Exercise directions
Write out, unaltered, each line from the top of the records below down to the line where "point: patterned carpet" appears, that line included.

[[ Material provided open ]]

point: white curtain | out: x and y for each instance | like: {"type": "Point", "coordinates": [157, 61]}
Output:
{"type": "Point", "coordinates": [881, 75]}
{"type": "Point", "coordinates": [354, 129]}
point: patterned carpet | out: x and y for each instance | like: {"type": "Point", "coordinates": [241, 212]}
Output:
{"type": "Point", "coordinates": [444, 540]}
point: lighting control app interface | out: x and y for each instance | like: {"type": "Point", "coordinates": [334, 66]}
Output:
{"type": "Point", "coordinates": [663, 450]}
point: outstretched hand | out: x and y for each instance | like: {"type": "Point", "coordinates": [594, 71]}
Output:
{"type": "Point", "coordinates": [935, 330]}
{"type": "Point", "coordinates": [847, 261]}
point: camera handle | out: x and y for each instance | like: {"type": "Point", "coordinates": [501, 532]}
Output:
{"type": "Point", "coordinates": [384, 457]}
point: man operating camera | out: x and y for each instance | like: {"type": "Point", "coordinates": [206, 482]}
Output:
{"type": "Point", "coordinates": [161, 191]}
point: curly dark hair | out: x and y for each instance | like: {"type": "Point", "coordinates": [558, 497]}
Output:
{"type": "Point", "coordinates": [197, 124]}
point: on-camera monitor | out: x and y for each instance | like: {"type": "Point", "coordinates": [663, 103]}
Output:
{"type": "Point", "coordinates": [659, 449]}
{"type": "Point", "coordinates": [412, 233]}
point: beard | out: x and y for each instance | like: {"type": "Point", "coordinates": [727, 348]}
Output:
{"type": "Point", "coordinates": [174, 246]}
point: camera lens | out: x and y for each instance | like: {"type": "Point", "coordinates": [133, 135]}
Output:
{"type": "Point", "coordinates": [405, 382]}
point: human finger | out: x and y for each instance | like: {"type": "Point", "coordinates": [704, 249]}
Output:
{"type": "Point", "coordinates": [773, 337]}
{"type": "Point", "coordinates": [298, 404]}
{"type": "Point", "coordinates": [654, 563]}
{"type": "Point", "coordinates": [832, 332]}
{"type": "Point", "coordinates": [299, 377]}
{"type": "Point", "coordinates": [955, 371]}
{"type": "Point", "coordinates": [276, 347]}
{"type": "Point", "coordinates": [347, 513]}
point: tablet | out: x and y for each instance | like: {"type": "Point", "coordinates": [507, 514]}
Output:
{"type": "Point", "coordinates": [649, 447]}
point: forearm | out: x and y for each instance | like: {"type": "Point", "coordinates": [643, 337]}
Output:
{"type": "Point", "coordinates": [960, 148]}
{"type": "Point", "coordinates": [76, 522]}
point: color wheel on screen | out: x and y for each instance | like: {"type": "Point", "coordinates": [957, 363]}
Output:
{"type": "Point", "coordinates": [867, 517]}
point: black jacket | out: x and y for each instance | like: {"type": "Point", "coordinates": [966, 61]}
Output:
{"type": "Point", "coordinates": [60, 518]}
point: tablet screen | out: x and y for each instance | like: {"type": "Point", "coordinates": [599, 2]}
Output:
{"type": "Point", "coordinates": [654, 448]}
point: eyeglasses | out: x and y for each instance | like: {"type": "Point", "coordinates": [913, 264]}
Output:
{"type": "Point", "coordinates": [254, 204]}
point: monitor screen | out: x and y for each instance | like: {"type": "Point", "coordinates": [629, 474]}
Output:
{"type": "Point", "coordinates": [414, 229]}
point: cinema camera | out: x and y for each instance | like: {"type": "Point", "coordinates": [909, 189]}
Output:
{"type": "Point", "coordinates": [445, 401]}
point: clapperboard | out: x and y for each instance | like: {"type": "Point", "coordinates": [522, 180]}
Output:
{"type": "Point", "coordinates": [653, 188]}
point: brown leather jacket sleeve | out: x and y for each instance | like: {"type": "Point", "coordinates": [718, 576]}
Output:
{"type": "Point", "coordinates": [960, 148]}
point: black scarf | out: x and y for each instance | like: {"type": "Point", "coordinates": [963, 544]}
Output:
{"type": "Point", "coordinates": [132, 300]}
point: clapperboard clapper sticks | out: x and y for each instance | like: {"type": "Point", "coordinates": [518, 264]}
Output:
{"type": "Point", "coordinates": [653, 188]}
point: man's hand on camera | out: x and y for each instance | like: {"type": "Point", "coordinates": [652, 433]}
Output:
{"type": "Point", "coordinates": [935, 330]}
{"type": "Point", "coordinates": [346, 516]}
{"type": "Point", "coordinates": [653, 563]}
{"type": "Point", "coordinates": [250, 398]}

[[ Material provided closed ]]

Output for this exercise
point: white curtain | out: x and y for each instance | like: {"type": "Point", "coordinates": [157, 61]}
Output:
{"type": "Point", "coordinates": [881, 75]}
{"type": "Point", "coordinates": [354, 129]}
point: patterned carpet | out: x and y for each instance | like: {"type": "Point", "coordinates": [241, 212]}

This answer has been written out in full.